Instructions for the task :: Render the rows below as a Markdown table with columns "No." and "Text", numbering each line and leaving out blank lines. Include everything from the line containing "Could you please indicate the white dress" down to the end of the rows, both ends included.
***** Supplied information
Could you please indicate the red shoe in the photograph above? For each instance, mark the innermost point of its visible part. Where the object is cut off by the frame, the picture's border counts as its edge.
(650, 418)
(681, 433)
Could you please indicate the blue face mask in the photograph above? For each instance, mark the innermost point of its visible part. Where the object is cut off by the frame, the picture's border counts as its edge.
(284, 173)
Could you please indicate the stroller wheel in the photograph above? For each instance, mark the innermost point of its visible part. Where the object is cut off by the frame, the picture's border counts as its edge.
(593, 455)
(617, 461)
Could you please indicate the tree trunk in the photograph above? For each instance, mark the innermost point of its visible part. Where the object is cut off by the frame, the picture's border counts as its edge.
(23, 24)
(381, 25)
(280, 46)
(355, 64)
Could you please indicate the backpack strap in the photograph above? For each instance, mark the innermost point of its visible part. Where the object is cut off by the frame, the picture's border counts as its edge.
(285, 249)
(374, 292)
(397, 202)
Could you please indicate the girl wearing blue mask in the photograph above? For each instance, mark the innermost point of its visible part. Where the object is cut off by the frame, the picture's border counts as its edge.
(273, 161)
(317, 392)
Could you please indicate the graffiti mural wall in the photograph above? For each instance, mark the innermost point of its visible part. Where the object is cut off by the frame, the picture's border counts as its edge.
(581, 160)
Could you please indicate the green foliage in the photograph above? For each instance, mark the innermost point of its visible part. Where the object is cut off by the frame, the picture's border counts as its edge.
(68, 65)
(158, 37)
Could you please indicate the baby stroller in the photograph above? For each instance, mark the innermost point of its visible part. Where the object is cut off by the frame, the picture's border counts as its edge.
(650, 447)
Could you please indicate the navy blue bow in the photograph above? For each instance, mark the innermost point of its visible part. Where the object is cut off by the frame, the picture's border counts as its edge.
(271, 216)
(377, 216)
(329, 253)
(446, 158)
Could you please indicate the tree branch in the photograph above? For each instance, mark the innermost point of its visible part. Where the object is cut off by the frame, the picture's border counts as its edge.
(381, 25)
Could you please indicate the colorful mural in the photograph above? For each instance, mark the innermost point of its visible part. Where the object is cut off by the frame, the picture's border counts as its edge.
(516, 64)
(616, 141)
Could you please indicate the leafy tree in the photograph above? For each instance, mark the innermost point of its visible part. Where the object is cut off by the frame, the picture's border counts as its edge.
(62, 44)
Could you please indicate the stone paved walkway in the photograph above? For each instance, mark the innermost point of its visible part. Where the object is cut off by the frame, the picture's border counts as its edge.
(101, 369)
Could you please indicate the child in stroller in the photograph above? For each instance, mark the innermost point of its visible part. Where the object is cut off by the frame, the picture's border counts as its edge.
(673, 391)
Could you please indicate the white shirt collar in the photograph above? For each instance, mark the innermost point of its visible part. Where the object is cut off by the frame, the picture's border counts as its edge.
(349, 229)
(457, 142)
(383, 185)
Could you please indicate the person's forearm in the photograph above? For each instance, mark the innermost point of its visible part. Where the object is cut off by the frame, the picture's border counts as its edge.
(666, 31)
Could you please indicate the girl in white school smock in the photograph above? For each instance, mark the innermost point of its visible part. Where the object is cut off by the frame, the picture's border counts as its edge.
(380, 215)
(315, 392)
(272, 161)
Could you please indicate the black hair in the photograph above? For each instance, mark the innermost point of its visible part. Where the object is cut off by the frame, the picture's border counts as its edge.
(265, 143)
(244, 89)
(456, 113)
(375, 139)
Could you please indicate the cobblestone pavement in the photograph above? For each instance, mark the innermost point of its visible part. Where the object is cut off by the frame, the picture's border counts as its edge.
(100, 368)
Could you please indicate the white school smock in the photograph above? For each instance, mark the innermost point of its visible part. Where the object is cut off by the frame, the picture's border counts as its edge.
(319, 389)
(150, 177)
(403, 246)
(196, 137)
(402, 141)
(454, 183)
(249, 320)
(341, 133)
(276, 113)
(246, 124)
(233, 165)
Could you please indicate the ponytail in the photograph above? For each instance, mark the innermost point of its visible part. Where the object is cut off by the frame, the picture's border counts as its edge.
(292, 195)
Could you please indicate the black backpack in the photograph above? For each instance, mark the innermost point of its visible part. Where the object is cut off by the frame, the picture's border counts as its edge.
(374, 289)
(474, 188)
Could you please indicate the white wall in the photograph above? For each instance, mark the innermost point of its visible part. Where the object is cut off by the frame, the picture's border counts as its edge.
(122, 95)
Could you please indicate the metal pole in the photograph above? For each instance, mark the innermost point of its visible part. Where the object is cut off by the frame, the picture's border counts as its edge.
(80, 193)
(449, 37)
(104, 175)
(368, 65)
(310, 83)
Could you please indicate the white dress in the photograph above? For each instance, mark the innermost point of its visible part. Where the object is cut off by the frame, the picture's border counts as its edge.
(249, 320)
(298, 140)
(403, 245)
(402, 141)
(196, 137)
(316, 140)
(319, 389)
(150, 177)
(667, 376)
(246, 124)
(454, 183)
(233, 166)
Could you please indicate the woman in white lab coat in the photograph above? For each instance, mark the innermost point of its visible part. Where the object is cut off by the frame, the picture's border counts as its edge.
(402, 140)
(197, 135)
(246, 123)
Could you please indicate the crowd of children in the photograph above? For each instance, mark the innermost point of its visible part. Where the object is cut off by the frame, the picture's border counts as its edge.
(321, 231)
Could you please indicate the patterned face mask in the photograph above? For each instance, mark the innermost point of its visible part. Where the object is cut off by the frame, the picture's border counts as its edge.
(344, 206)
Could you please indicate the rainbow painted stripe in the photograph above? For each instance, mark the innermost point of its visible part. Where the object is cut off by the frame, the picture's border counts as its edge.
**********
Answer below ::
| No. | Text |
|---|---|
| 1 | Could you please indicate the white dress in the photograph above? For each instance, mark the innermost point of its visible part. Where the object is cut off by the frame, the picture's border counts as its edge. |
| 2 | (249, 320) |
| 3 | (298, 140) |
| 4 | (403, 245) |
| 5 | (402, 141) |
| 6 | (196, 137) |
| 7 | (316, 140) |
| 8 | (319, 389) |
| 9 | (150, 177) |
| 10 | (667, 376) |
| 11 | (246, 124) |
| 12 | (454, 183) |
| 13 | (233, 166) |
| 14 | Could you please indicate the woman in white lab coat in the photograph above? For each instance, mark the innermost point of its visible part. Where the object is cut off by the frame, the picture's border counts as its edge. |
| 15 | (402, 140) |
| 16 | (197, 135) |
| 17 | (246, 123) |
| 18 | Could you please indicate the crowd of children in the photograph above? For each instance, mark the innermost point of its visible part. Where the object is cut off by the frame, the picture's border counts as its edge. |
| 19 | (321, 231) |
| 20 | Could you please indicate the patterned face mask in the photograph above? For each instance, mark the innermost point of its visible part. Where the object is cut off by the frame, the picture's border counts as its edge. |
| 21 | (344, 206) |
| 22 | Could you please indicate the rainbow painted stripe in the photograph above? For each instance, mark the innermost point of its visible part. Where the object is cut off by the frame, the picture's border counts as its edge. |